___ Page extract ___

(ChemotherapyAdvisor) – Profiling circulating tumor cells (CTCs) on a cell-by-cell basis is possible and may facilitate the application of liquid biopsies to better model drug discovery, according to a multinational team of researchers. The conclusion is based on a paper entitled “Single Cell Profiling of Circulating Tumor Cells: Transcriptional Heterogeneity and Diversity from Breast Cancer Cell Lines,” which was published online in PLoS One on May 7.
The investigators had several aims for this study. First, they wanted to uncover CTC phenotypes, which offer a potential avenue to inform treatment. Second, they wanted to prove the feasibility of CTC transcriptional profiling by overcoming the limitation of leukocyte contamination. Third, they wanted to allow comparisons to breast cancer cell lines widely used for drug discovery.

___ Listed records ___

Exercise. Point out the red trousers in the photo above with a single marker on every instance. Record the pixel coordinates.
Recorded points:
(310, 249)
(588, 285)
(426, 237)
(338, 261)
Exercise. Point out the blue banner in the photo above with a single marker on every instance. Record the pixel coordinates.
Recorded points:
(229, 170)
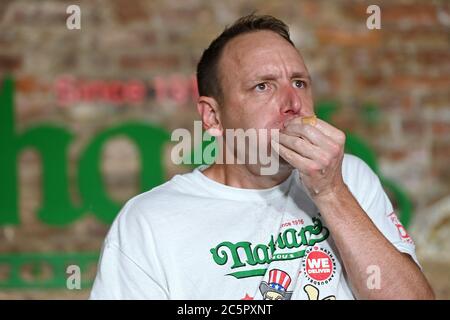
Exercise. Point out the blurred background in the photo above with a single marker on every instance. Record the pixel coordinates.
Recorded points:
(86, 116)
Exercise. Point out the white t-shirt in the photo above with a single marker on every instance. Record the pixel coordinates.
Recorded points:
(194, 238)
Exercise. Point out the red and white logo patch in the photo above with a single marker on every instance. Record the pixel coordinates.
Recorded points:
(401, 229)
(319, 265)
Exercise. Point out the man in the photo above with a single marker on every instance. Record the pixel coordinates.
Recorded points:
(321, 227)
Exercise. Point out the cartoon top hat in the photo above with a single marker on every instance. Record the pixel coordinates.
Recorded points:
(279, 281)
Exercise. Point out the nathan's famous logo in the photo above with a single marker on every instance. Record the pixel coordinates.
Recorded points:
(319, 265)
(292, 241)
(59, 208)
(276, 288)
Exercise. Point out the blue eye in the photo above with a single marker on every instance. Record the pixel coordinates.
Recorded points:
(261, 86)
(299, 84)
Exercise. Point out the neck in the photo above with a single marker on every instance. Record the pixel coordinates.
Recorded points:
(245, 176)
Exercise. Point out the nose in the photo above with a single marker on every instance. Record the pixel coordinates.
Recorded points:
(291, 104)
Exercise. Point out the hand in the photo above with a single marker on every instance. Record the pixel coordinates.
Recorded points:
(317, 152)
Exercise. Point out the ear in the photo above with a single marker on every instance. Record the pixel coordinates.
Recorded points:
(208, 108)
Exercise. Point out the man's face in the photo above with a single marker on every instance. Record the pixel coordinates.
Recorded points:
(264, 82)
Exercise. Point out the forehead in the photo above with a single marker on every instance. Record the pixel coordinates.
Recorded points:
(258, 52)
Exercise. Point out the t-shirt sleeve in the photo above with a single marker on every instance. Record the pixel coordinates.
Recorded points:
(119, 277)
(128, 266)
(367, 189)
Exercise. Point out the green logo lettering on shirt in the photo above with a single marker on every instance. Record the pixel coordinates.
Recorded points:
(244, 254)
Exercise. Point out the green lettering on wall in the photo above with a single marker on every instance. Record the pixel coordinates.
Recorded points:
(52, 144)
(149, 140)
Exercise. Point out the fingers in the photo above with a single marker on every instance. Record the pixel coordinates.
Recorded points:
(314, 136)
(305, 165)
(304, 148)
(314, 132)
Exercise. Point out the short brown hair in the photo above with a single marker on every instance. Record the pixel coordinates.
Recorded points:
(207, 69)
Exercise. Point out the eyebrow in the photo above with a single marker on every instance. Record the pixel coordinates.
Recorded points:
(271, 76)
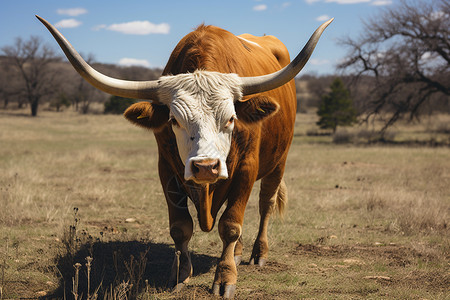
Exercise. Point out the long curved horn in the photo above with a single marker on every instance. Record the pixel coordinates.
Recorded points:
(259, 84)
(123, 88)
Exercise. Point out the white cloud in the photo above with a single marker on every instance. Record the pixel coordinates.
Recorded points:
(126, 61)
(323, 18)
(319, 62)
(140, 28)
(98, 27)
(260, 7)
(381, 2)
(73, 12)
(68, 23)
(348, 1)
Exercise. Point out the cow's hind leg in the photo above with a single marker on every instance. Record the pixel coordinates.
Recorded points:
(273, 194)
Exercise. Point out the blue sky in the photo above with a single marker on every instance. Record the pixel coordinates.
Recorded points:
(145, 32)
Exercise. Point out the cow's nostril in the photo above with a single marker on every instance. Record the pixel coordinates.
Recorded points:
(194, 167)
(206, 167)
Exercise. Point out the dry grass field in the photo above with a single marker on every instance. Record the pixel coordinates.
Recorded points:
(362, 222)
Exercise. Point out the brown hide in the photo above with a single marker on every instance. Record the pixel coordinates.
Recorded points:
(258, 147)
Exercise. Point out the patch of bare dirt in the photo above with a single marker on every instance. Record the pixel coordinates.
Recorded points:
(396, 255)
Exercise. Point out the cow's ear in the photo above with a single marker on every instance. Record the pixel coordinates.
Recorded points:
(147, 115)
(255, 109)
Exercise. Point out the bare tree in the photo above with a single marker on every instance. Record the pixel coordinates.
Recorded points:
(32, 60)
(406, 52)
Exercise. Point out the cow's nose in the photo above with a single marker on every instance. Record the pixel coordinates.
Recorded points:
(206, 170)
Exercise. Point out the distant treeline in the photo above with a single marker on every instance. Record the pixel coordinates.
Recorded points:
(62, 87)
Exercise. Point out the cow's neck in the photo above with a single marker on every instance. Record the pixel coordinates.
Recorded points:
(202, 196)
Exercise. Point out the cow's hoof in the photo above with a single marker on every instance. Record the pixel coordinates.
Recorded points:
(238, 260)
(259, 261)
(227, 290)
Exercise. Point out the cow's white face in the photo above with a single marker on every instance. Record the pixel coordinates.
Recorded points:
(202, 117)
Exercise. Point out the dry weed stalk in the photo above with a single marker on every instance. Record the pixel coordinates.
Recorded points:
(88, 266)
(77, 267)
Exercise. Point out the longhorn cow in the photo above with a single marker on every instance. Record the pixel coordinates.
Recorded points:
(223, 117)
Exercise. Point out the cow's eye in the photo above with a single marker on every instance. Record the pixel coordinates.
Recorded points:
(230, 122)
(174, 122)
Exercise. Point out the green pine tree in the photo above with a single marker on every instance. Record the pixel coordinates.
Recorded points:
(336, 108)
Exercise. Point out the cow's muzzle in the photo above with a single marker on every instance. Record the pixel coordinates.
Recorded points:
(206, 170)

___

*Study questions*
(1) According to the article on profiling circulating tumor cells, in which journal was the paper published, and on what date did it appear online?
(2) Carry on the article about single-cell profiling of circulating tumor cells, beginning right after its last sentence.

*Per-task outputs*
(1) It was published online in PLoS One on May 7.

(2)
The investigators used a MagSweeper, an immunomagnetic enrichment device that isolates live tumor cells from unfractionated blood, to isolate CTCs from breast tumors. “Microfluidic-based single cell transcriptional profiling of 87 cancer-associated and reference genes showed heterogeneity among individual CTCs, separating them into two major subgroups, based on 31 highly expressed genes. CTC profiles were distinct from those of cancer cell lines, questioning the suitability of such lines for drug discovery efforts for late-stage cancer therapy.”
The investigators concluded that “for the first time, one can directly measure high dimensional gene expression in individual CTCs without the common practice of pooling such cells. These findings demonstrate that profiling CTCs on a cell-by-cell basis is possible and may facilitate the application of liquid biopsies to better model drug discovery.”